Stored data
## Start

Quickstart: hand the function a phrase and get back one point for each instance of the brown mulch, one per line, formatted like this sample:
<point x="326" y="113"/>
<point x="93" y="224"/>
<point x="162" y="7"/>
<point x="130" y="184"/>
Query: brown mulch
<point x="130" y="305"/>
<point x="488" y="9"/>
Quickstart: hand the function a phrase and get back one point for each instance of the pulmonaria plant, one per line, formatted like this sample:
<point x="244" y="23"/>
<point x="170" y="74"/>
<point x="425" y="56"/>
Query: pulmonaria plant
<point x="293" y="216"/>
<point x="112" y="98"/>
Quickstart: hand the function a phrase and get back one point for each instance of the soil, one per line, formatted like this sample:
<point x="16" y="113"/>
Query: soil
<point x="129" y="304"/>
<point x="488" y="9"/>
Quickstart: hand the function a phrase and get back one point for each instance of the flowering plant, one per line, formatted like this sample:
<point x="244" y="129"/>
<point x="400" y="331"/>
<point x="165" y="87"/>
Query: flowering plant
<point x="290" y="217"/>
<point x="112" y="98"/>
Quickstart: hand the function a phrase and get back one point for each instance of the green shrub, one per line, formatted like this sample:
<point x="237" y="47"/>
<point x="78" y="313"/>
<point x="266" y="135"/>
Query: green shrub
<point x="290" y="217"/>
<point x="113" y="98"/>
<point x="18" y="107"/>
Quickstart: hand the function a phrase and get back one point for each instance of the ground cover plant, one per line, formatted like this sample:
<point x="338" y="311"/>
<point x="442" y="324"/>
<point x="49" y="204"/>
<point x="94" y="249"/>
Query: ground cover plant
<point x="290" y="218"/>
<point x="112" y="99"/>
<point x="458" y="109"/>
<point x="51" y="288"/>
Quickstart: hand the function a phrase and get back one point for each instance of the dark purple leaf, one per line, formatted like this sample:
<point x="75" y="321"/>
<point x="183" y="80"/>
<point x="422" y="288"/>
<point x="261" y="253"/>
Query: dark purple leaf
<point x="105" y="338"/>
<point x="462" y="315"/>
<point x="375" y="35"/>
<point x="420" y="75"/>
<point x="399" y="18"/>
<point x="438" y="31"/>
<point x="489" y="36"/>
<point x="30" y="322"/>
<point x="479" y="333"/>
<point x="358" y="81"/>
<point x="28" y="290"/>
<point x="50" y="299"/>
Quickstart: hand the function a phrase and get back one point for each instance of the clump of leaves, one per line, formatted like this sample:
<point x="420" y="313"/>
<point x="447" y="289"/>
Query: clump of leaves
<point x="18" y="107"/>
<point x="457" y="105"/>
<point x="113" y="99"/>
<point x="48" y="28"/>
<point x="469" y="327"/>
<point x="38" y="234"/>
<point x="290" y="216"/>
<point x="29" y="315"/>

## End
## Start

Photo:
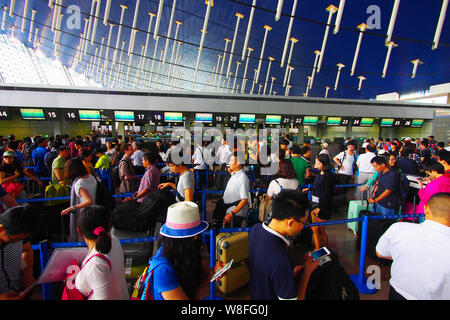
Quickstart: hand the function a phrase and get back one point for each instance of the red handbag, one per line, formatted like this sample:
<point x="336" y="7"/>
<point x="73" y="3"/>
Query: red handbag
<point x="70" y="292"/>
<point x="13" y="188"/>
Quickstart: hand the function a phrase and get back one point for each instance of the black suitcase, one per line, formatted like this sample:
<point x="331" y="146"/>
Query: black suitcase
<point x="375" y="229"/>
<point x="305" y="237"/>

## End

**Aim:**
How many lines of the listing above contain the word "handbag"? Reply with the number only.

**Worked answer:**
2